* **What to produce**
Put into a numbered list the lines of the records starting at the line that contains "For every instance of the overcast" and ending at the end of the records, leaving out blank lines.
::: Data supplied :::
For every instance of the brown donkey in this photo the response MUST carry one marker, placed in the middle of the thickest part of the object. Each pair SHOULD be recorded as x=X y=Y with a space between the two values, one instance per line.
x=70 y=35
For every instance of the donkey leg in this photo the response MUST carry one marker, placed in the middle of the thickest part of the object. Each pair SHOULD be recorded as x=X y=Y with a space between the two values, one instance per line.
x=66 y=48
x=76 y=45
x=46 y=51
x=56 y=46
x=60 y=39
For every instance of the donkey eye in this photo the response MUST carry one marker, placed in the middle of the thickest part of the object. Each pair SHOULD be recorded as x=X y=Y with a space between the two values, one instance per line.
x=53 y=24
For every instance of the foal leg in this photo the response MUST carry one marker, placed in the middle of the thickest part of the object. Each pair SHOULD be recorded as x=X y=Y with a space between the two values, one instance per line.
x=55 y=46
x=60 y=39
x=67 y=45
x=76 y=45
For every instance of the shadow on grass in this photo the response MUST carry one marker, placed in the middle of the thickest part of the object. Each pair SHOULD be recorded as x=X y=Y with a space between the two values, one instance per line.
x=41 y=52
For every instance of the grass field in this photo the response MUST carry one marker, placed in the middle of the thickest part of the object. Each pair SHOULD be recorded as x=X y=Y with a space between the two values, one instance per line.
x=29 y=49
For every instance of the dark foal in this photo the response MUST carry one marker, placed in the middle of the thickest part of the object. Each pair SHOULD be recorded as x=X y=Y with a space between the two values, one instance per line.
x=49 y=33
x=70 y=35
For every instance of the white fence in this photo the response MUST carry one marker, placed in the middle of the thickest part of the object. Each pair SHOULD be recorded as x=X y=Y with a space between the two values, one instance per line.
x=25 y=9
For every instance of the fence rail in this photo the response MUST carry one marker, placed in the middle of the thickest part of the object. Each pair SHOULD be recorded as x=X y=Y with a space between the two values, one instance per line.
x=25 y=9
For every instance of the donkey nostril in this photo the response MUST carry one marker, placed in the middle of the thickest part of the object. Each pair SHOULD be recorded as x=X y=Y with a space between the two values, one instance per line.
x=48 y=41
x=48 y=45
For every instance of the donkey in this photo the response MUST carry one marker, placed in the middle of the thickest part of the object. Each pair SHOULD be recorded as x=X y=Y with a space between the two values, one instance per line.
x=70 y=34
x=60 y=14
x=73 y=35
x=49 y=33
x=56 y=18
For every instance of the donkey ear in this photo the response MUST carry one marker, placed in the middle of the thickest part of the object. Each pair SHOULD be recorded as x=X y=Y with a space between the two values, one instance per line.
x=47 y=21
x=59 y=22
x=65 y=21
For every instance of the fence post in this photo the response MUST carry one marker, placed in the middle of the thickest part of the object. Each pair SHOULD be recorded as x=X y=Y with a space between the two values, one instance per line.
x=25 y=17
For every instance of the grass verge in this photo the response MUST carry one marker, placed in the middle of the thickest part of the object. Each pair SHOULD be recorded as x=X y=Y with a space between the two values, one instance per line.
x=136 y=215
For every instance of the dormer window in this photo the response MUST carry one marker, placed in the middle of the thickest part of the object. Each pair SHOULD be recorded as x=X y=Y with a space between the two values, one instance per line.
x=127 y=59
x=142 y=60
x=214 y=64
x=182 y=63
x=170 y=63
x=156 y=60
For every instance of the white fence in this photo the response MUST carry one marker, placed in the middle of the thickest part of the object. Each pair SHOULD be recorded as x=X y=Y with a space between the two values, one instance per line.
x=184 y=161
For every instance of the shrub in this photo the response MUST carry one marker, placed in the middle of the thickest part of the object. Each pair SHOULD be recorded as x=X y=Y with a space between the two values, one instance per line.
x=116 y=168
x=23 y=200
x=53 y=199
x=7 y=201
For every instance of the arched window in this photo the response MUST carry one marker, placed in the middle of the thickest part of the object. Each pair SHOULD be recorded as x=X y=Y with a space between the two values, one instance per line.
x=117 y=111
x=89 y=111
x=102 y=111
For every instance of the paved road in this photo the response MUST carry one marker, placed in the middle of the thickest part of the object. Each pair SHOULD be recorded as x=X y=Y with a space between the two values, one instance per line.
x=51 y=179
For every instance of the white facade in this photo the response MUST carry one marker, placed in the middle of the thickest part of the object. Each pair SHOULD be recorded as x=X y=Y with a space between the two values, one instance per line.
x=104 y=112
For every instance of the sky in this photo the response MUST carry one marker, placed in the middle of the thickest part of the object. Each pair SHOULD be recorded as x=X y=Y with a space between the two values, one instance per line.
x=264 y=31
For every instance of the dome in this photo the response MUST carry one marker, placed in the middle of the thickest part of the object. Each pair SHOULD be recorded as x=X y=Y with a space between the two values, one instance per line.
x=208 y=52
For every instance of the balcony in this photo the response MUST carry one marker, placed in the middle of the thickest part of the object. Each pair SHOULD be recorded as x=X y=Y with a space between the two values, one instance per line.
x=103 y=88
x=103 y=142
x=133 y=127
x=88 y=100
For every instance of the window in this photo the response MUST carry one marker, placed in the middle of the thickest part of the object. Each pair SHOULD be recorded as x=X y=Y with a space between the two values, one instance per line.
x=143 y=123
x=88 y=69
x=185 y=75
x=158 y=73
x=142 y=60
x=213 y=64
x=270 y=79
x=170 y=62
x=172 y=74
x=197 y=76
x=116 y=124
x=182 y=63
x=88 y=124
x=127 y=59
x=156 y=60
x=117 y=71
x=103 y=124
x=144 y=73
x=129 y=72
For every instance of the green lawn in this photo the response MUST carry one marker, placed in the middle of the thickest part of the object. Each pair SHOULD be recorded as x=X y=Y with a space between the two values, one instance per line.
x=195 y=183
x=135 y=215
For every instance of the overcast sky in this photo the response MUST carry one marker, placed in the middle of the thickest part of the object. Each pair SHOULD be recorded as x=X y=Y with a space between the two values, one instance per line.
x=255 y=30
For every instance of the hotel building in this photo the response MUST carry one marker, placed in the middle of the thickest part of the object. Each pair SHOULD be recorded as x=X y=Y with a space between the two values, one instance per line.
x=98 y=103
:::
* **Task result**
1. For every instance of the overcast sky in this photo the response MUST carry one marker, placed in the middle of the thickest part of the object. Each pair SHOULD be recorded as x=X y=Y with a space between the two values, one instance per line.
2. x=255 y=30
3. For every instance of the hotel building in this photo the response MUST carry one marker, placed in the middle of the thickest part of the object. Each pair SHOULD be recorded as x=X y=Y with a space between the two values, one instance per line.
4. x=98 y=103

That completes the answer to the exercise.